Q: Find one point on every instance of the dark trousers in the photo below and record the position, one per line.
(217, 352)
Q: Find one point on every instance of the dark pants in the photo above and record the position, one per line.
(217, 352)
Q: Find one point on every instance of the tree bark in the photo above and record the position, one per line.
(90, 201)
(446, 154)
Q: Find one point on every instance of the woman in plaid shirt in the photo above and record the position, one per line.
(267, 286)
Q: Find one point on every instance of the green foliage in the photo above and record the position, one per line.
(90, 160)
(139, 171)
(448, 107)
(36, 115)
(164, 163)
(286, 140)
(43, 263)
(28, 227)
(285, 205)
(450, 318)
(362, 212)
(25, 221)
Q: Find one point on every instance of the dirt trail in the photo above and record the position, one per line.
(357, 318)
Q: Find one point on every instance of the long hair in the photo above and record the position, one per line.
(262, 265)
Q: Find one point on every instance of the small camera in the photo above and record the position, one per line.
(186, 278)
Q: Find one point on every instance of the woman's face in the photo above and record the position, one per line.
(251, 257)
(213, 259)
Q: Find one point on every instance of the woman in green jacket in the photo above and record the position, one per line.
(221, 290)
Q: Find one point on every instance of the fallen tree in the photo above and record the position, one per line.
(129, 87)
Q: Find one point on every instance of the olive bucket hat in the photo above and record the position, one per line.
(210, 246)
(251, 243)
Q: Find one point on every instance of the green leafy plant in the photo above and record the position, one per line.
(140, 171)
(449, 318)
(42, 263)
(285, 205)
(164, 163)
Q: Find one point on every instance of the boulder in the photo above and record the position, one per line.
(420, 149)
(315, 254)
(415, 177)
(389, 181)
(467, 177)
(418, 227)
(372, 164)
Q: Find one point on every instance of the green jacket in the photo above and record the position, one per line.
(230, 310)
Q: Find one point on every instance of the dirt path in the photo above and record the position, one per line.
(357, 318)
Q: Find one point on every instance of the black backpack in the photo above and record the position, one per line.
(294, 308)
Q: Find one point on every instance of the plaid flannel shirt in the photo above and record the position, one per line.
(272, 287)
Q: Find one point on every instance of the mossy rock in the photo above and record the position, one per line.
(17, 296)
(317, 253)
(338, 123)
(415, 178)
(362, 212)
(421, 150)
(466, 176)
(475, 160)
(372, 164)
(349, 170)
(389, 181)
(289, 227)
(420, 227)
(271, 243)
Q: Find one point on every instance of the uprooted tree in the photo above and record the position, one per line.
────────
Please retype all of the lines above exactly as they stand.

Q: Find one point on every instance of the dark trousers in the photo below and record the position, one per line.
(217, 352)
Q: Find one point on every instance of the dark pants in the photo above and record the position, one per line.
(217, 352)
Q: Find one point on every instance of the tree bark in the photo above and record the position, one per line.
(90, 201)
(446, 154)
Q: Find one point on every instance of the woman in plaid shirt in the photo above and record the position, one per line.
(267, 286)
Q: Find one point on every instance of the green foliage in the photo above and record the position, one per line.
(90, 160)
(139, 171)
(448, 107)
(36, 115)
(164, 163)
(286, 140)
(43, 263)
(28, 227)
(285, 205)
(450, 318)
(362, 212)
(25, 221)
Q: Find one point on every instance of the dirt trail in the photo above and record the position, one per line.
(357, 318)
Q: Find one point on every instance of the long hair in the photo above and record the position, one per line.
(262, 265)
Q: Find one point on every instance of the small camera in the photo above and record the position, one per line.
(186, 278)
Q: Find one point on every instance of the woman's face in the photo above and record the position, one per line.
(251, 257)
(213, 259)
Q: Find one point on every instance of the woman in green jacket in the photo above and record the position, one per line.
(221, 290)
Q: Find one point on every instance of the fallen tree in the photo above and record the position, one per line.
(129, 87)
Q: Find one point on every instance of the olive bucket hat in the photo above and record the position, one per line.
(210, 246)
(251, 243)
Q: Find one point on every instance of the green leafy plant in the photo above and record the position, one per line.
(140, 171)
(449, 318)
(42, 263)
(285, 205)
(164, 163)
Q: Find one point on every instance of the boulder in the photo above and record the position, one per line.
(420, 149)
(315, 254)
(415, 177)
(389, 181)
(467, 177)
(418, 227)
(372, 164)
Q: Find one point on every instance of the green jacket in the photo above and record the position, one per line.
(230, 310)
Q: Find one point on every instance of the dirt path in the photo above and record the position, one per line.
(357, 318)
Q: Find one point on every instance of the black backpack in the photo above and record the position, one per line.
(294, 308)
Q: Find one point on every instance of the plaid flannel shirt in the photo above and record the position, one per line.
(272, 287)
Q: Find one point on every instance of the mossy rock in the photo above and record the position, one per line.
(17, 296)
(317, 253)
(338, 123)
(415, 178)
(362, 212)
(421, 150)
(466, 176)
(475, 160)
(372, 164)
(349, 170)
(389, 181)
(289, 227)
(420, 227)
(271, 243)
Q: Find one point on every instance of the uprooted tree in the photo above and record the position, one per line.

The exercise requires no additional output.